[Data]

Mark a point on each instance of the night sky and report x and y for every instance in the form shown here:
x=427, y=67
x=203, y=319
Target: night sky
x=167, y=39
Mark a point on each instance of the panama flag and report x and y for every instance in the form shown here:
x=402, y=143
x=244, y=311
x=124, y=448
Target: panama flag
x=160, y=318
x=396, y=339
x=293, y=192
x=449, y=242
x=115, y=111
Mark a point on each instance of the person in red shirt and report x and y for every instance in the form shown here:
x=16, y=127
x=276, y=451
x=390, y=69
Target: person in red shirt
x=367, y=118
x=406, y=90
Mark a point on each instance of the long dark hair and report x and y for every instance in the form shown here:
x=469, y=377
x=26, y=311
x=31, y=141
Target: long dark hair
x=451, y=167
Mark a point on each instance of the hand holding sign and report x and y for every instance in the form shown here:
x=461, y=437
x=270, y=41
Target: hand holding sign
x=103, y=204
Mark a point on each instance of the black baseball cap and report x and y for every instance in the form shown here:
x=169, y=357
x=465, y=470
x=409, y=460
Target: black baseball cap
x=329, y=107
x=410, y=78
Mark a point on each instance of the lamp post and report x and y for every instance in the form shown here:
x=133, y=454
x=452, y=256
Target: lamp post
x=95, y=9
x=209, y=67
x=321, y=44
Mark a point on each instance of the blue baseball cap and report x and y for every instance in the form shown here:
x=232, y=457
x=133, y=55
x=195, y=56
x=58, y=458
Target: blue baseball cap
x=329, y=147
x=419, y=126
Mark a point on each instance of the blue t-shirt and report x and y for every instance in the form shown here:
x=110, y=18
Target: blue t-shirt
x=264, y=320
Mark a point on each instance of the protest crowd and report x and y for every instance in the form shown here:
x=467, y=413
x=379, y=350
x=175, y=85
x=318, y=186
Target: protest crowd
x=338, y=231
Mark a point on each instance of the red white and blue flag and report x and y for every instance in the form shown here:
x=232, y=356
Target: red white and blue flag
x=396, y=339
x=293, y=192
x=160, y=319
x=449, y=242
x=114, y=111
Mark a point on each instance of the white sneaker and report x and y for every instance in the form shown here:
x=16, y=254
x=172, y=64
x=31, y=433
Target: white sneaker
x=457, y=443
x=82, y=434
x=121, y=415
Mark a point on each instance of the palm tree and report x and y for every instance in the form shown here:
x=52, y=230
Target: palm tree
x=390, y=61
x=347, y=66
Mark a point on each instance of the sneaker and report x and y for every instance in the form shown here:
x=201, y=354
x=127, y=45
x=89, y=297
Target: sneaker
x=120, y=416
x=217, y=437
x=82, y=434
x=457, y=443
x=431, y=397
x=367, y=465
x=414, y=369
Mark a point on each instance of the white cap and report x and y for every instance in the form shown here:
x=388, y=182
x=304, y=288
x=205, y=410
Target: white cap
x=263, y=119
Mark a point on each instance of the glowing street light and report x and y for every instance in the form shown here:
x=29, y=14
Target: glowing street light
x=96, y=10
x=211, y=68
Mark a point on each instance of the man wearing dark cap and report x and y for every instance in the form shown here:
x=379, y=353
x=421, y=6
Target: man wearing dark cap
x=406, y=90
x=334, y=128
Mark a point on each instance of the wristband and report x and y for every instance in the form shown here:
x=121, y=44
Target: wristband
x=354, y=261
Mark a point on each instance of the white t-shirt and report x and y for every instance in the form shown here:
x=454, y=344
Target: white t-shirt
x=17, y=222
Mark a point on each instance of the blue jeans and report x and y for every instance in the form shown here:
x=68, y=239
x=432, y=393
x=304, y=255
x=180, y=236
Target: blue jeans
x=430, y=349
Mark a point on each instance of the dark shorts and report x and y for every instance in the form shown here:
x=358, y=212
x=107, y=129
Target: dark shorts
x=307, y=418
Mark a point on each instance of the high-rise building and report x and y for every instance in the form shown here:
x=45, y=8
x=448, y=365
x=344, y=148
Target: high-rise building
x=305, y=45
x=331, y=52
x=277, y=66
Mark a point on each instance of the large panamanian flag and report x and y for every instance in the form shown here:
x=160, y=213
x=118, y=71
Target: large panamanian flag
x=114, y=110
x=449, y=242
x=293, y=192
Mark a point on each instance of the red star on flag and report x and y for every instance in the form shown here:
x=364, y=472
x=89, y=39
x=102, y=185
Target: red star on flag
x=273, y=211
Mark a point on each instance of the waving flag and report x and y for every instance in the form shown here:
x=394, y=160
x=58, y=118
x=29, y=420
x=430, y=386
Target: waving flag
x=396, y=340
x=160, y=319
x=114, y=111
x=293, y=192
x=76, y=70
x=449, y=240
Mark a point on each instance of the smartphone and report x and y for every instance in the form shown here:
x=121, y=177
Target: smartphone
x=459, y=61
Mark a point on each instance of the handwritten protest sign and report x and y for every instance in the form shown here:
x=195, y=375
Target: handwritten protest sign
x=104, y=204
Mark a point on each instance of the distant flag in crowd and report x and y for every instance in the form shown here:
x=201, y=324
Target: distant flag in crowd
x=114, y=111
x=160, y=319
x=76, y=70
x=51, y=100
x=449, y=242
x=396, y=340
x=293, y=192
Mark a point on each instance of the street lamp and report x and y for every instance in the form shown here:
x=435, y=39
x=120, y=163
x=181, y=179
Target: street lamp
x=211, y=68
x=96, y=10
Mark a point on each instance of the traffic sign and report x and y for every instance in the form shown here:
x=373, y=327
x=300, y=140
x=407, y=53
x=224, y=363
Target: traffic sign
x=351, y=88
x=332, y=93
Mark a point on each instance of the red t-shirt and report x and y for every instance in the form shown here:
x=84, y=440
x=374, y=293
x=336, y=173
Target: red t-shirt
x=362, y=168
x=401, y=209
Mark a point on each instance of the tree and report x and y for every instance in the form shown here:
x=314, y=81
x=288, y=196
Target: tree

[/Data]

### What the task asks
Look above for the line holding "Target: red star on flag", then set down exactly that line and every line after it up to and including the line holding "x=201, y=324", with nothing else.

### Your solution
Target: red star on flag
x=273, y=211
Mark a point on each instance of the waving flag and report x and y for every instance in the form shown here:
x=394, y=160
x=58, y=118
x=29, y=420
x=430, y=386
Target: waving flag
x=396, y=340
x=160, y=319
x=114, y=111
x=293, y=192
x=76, y=70
x=449, y=240
Mark a point on each instance of the smartphone and report x and y for every instance in the form shown here:
x=121, y=177
Target: smartphone
x=459, y=61
Mark a point on each instance of the handwritten protest sign and report x and y for every instance in the form shown here:
x=195, y=375
Target: handwritten protest sign
x=104, y=204
Mark a point on each instance of the distant flag in crowd and report x and y for every instance in the form shown here:
x=201, y=324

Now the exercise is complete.